━━━ Stored data ━━━

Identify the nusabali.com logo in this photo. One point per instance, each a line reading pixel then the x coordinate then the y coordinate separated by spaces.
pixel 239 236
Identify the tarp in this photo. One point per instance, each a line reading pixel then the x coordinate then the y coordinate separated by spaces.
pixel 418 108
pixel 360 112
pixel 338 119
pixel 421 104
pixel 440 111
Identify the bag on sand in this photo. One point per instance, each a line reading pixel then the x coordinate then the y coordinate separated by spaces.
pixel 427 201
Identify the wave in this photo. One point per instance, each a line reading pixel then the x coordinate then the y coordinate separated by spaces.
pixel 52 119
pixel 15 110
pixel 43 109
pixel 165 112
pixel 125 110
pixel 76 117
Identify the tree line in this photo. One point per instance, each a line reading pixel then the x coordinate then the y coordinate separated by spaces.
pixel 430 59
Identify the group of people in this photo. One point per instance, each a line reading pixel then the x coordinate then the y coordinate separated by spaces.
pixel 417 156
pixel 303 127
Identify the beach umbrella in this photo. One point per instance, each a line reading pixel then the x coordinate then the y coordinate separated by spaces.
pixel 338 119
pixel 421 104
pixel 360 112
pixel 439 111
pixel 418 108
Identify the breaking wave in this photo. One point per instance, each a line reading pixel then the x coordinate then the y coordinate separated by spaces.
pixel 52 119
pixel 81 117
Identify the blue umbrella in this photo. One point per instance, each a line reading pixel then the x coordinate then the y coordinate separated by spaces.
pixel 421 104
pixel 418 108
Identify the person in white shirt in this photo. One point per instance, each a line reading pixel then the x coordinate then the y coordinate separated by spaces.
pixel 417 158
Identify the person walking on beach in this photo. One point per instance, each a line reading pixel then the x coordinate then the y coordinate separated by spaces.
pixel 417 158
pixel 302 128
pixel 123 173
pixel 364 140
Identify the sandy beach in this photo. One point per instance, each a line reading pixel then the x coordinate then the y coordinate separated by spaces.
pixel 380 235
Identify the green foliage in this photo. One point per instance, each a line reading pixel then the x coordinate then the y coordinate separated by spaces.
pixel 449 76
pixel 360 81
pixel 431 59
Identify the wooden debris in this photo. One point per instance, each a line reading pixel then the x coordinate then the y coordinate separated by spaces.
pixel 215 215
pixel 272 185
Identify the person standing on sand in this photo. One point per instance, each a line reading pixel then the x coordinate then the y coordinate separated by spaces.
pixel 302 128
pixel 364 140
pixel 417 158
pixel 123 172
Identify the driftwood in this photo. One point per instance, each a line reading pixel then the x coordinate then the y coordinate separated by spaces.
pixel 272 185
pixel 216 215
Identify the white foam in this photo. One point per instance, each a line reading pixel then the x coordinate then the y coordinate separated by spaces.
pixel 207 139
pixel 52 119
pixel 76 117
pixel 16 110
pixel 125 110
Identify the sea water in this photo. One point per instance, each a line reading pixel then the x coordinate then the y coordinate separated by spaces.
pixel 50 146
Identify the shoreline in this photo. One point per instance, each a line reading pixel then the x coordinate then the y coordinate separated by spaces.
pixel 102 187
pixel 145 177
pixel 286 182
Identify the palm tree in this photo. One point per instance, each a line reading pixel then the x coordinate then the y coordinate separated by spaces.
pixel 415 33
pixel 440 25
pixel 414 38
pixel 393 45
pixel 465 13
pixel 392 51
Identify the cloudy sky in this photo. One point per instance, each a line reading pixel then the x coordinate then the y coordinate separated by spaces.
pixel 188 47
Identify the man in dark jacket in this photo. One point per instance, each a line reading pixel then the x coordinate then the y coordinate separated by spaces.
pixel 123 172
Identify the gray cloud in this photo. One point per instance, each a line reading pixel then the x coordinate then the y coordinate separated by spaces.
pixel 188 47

━━━

**Required work:**
Nothing in the records may be altered; restate them word for word.

**Output:**
Identify the nusabali.com logo in this photo. One point per instance, each a line reading pixel then the x coordinate then the y coordinate separated by spaces.
pixel 239 236
Identify the tarp in this photo. One point per instance, each a line reading pixel then the x coordinate then the y coordinate separated by spaces.
pixel 418 108
pixel 360 112
pixel 338 119
pixel 421 104
pixel 440 111
Identify the bag on sand in this photo. One point per instance, each a line reading pixel then the x coordinate then the y coordinate separated by spaces.
pixel 427 201
Identify the wave in this photo. One point per instance, each a line reading pixel then the x coordinate then the y coordinate separated by spaces.
pixel 52 119
pixel 15 110
pixel 43 109
pixel 165 112
pixel 125 110
pixel 76 117
Identify the tree line in this photo. One point per instance, each a line reading pixel then the x coordinate then the y coordinate separated by spaces.
pixel 430 59
Identify the group of people in this photo. One point per instance, each a line reading pixel then the x coordinate then the y coordinate separated by spaces.
pixel 417 156
pixel 303 127
Identify the beach umbrella in this photo. One point per instance, each a line reading pixel then the x coordinate then the y coordinate separated by spaces.
pixel 338 119
pixel 421 104
pixel 360 112
pixel 439 111
pixel 418 108
Identify the breaking wave in this photo. One point per instance, each a line reading pixel then the x coordinate then the y coordinate separated by spaces.
pixel 52 119
pixel 81 117
Identify the blue umbrella in this photo. One point per instance, each a line reading pixel then the x coordinate then the y coordinate separated by spaces.
pixel 421 104
pixel 418 108
Identify the person in white shirt in this photo. One point per instance, each a line reading pixel then the x coordinate then the y coordinate separated by spaces.
pixel 417 158
Identify the person walking on beach in this photo. One point per instance, each a line reading pixel then the x coordinate then the y coordinate separated by spaces.
pixel 417 158
pixel 302 128
pixel 123 173
pixel 364 140
Identify the sandy beach in this photo. One point per instance, each a line reading pixel then the x coordinate then the y coordinate separated by spaces.
pixel 380 235
Identify the green foliage in this photo. One point per instance, each a line reading pixel then the x coordinate then the y coordinate separated by spaces.
pixel 449 76
pixel 360 81
pixel 431 59
Identify the wooden debris in this photo. One point per instance, each a line reading pixel then the x coordinate then the y coordinate separated by spaces.
pixel 215 215
pixel 272 185
Identify the person standing on sand in this photo. One point per instance, each a line reading pixel then the x coordinate then the y coordinate separated by spaces.
pixel 302 128
pixel 364 140
pixel 417 158
pixel 123 172
Identify the driftwood in this photo. One point per instance, each a line reading pixel then the x coordinate then the y coordinate separated by spaces.
pixel 272 185
pixel 216 215
Identify the white foam in this photo. One point per instance, each a line reading pixel then the x coordinate then the y coordinate separated by spaces.
pixel 207 139
pixel 52 119
pixel 76 117
pixel 16 110
pixel 125 110
Identify the sea water in this photo. One point per instance, each a line reading pixel then the x coordinate then the y coordinate separated by spaces.
pixel 50 146
Identify the shoreline in this photo. One point per instance, each a line reading pixel then the x coordinate then the y coordinate separated by spaces.
pixel 102 187
pixel 145 177
pixel 286 182
Identify the palm tree in this photo. One point per instance, each a line reading pixel then the x coordinate then the y coordinate separated by spaces.
pixel 415 33
pixel 440 25
pixel 414 38
pixel 393 45
pixel 465 13
pixel 392 51
Identify the cloudy sky in this photo. One point per instance, each a line reading pixel then the x coordinate then the y coordinate separated by spaces.
pixel 188 47
Identify the man in dark jacket in this photo. One point per instance, each a line reading pixel then the x coordinate then the y coordinate separated by spaces.
pixel 123 172
Identify the gray cloud in this photo. One point per instance, each a line reading pixel then the x coordinate then the y coordinate separated by spaces.
pixel 188 47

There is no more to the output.